SHORT PROBLEM:
Print the material below line for line, without changing a word, and leave the pictures out.

Pointing entries for named objects
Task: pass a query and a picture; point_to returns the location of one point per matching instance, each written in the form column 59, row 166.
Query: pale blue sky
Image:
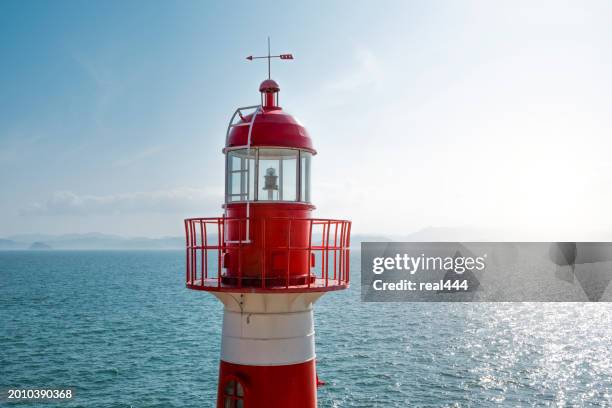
column 481, row 114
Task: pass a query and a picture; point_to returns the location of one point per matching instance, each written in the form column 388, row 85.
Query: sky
column 454, row 114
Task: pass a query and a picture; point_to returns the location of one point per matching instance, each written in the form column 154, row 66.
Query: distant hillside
column 97, row 241
column 37, row 246
column 90, row 241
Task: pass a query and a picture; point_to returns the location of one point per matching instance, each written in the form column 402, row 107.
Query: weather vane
column 269, row 57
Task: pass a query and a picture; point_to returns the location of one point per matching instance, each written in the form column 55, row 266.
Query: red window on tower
column 233, row 394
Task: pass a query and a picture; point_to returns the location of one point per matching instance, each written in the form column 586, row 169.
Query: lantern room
column 267, row 238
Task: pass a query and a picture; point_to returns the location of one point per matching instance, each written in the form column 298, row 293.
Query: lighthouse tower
column 267, row 259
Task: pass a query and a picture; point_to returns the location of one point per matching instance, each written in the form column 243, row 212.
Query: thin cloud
column 161, row 201
column 143, row 154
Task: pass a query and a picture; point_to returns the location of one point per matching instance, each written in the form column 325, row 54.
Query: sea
column 120, row 329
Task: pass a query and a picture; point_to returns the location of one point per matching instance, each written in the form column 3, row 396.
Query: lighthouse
column 267, row 259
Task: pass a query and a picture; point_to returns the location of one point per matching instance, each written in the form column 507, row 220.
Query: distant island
column 38, row 246
column 98, row 241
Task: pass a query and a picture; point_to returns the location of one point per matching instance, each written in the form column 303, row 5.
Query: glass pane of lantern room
column 305, row 176
column 240, row 175
column 277, row 175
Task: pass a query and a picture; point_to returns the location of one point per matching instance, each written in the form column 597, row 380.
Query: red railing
column 318, row 248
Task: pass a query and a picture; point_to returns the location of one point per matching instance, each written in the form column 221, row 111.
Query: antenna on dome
column 269, row 57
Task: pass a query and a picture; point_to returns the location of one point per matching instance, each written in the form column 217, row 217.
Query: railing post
column 288, row 253
column 220, row 241
column 187, row 268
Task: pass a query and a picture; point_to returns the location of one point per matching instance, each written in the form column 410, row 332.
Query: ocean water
column 121, row 329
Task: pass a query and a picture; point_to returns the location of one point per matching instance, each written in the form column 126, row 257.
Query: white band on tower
column 267, row 339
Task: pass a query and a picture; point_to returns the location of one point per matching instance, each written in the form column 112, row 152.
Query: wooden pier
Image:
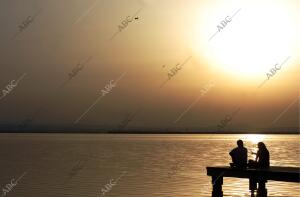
column 255, row 176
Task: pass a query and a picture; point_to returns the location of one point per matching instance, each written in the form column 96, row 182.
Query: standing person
column 239, row 155
column 262, row 159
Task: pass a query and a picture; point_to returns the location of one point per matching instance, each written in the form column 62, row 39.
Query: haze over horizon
column 171, row 64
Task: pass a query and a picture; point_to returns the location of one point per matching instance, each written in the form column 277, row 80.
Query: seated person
column 262, row 157
column 239, row 155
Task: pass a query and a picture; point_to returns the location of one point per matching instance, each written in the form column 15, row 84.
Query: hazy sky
column 42, row 42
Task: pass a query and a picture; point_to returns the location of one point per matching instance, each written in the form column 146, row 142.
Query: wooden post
column 252, row 184
column 217, row 182
column 262, row 191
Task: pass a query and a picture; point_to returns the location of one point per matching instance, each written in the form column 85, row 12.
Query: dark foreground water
column 67, row 165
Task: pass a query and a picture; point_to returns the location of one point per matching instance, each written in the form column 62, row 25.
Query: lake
column 65, row 165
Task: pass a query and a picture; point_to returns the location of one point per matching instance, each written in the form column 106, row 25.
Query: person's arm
column 257, row 155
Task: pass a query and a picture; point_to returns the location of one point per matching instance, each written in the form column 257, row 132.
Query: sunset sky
column 207, row 72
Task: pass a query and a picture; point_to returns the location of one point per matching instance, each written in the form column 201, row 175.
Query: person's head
column 240, row 143
column 261, row 145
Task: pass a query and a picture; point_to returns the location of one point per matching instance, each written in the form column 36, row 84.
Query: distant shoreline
column 148, row 132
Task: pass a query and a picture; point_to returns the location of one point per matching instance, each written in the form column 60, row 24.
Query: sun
column 260, row 35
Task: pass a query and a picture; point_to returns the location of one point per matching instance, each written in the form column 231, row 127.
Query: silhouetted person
column 262, row 157
column 239, row 155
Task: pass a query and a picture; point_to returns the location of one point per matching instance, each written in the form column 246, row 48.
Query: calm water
column 143, row 165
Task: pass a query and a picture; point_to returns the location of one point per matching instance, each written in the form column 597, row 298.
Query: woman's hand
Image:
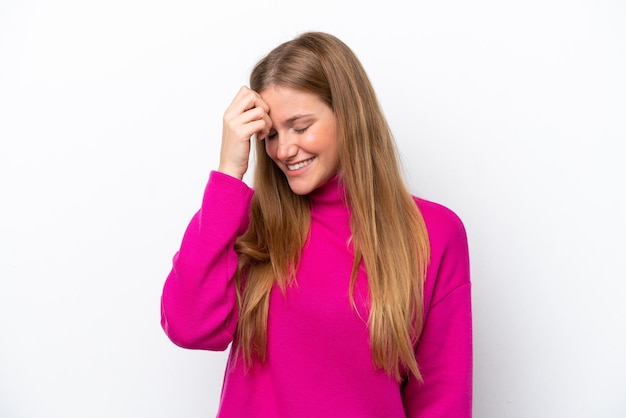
column 247, row 115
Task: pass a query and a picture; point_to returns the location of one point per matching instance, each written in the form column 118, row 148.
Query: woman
column 342, row 294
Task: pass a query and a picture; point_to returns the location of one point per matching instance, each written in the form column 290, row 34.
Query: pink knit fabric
column 319, row 361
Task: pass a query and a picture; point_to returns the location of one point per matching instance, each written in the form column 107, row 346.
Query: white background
column 512, row 113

ANSWER:
Task: pass a query and a picture; point_to returns the location of one point per matching instance, each written in the form column 59, row 166.
Query: pale blue sky
Image:
column 481, row 114
Task: pass a query and a picture; point_to returns the location of one point per matching instance, each written in the form column 388, row 85.
Query: sky
column 454, row 114
Task: pass a query and a picture; point_to returns the location of one point per matching instance, each written in the form column 154, row 66.
Query: distant hillside
column 97, row 241
column 37, row 246
column 90, row 241
Task: pass a query and a picture; point_to returns the location of one point per matching instance, each written in the form column 402, row 107.
Query: weather vane
column 269, row 57
Task: pass a query and a picture; point_to returns the location of one point per matching instance, each written in the form column 55, row 266.
Query: red window on tower
column 233, row 394
Task: pass a query and a picture; point_to returns the location of one point per matching instance, each written in the form column 586, row 169.
Query: lantern room
column 267, row 238
Task: pass a query and a picture; point_to returns the location of one point per matching instance, each written in the form column 298, row 293.
Query: lighthouse tower
column 267, row 259
Task: pass a query and a picture; point_to returns the location of one point per matching instance, each written in the form column 243, row 212.
Query: thin cloud
column 161, row 201
column 143, row 154
Task: pass a query and a picture; point_to returns the location of one point per matching instance, each written in the form column 325, row 54.
Query: sea
column 120, row 329
Task: pass a query and a picture; point_to returns the location of one point per matching instance, each written in the form column 3, row 396.
Query: lighthouse
column 267, row 259
Task: pass a query and a picture; point_to returns the location of one point per matching instance, each written in the form column 507, row 220.
Query: distant island
column 38, row 246
column 98, row 241
Task: pass a query and a picture; point_to returns the location of one point per matching instance, each written in the form column 303, row 5.
Query: glass pane of lantern room
column 305, row 176
column 240, row 175
column 277, row 175
Task: pass a query and a picture; point_to returns the location of one point per matching instance, each written in the form column 597, row 380.
Query: red railing
column 318, row 248
Task: pass a query and a picture; point_to returns the location of one point per matching instance, each written in the form column 221, row 111.
Query: antenna on dome
column 269, row 57
Task: pass a query and a picture; point_to returns the location of one point per matching instance, each written in the form column 217, row 217.
Query: railing post
column 288, row 253
column 220, row 241
column 187, row 268
Task: pass a query and a picture; point_to returns the location of one point per matching instance, each written in the form column 410, row 332.
Query: ocean water
column 121, row 329
Task: pass a query and a picture; point_to returns the location of one point per matching instance, each written in the form column 126, row 257.
Query: white band on tower
column 267, row 339
Task: pass a query and a picture; point_to returns the location of one point per matching instance, each written in the form column 112, row 152.
Query: wooden pier
Image:
column 255, row 176
Task: pass a query and a picture; point_to returns the location of one point per matching instance, each written in the form column 96, row 182.
Query: standing person
column 239, row 155
column 262, row 159
Task: pass a query and a picture; point_to returns the location of one point per matching instance, each written in the form column 62, row 39.
Query: haze over horizon
column 171, row 64
Task: pass a query and a picture; point_to returns the location of one point per matching instance, each written in the form column 277, row 80.
Query: seated person
column 262, row 157
column 239, row 155
Task: pass a query and a picture; point_to returns the location of one point per matching instance, each written in the form column 15, row 84.
Query: hazy sky
column 42, row 42
Task: pass a query and a picture; point_to returns the location of one point per matching instance, each written in the form column 146, row 142.
Query: wooden post
column 252, row 184
column 217, row 182
column 262, row 191
Task: pass a query and a picture; point_to returns the location of one point per matching instance, each written in the form column 85, row 12.
Query: dark foreground water
column 67, row 165
Task: pass a query and a picture; point_to returns the location of one point per matching instance, each written in the form column 62, row 25.
Query: lake
column 65, row 165
Task: pass a query and a picture; point_to returns the location of one point per matching instance, each written in the form column 106, row 25.
Query: person's arm
column 257, row 155
Task: pass a query and a picture; point_to returns the location of one point per matching instance, each written in the form column 257, row 132.
Query: sunset sky
column 207, row 72
Task: pass a query and a picture; point_to returns the location of one point per matching instance, each written in the form column 201, row 175.
Query: person's head
column 240, row 143
column 261, row 145
Task: pass a query and a picture; point_to returns the location of one point per matching instance, each written in the form column 36, row 84.
Query: distant shoreline
column 148, row 132
Task: pass a query and a picture; point_to returns the location of one point per matching instance, each written in the form column 60, row 24.
Query: sun
column 260, row 35
Task: pass a query and a picture; point_to returns the location of one point per matching instance, each written in the form column 231, row 127.
Query: silhouetted person
column 262, row 157
column 239, row 155
Task: pass a query and a picture; point_to returns the location of one point per matching instance, each written in the form column 246, row 48.
Query: calm water
column 143, row 165
Task: pass a query and a picture; point_to returns the location of one point per matching instance, each written in the form column 597, row 298.
Query: woman's hand
Image:
column 247, row 115
Task: pass a query and a picture; point_to returns the location of one point per matching instance, each written in the form column 118, row 148.
Query: woman
column 342, row 294
Task: pass a query and a picture; point_to returns the location of one point per matching instance, each written in the form column 290, row 34.
Query: pink knit fabric
column 319, row 361
Task: pass a query and a picture; point_to returns the location of one point per matching instance, each written in the form column 107, row 346.
Query: white background
column 512, row 113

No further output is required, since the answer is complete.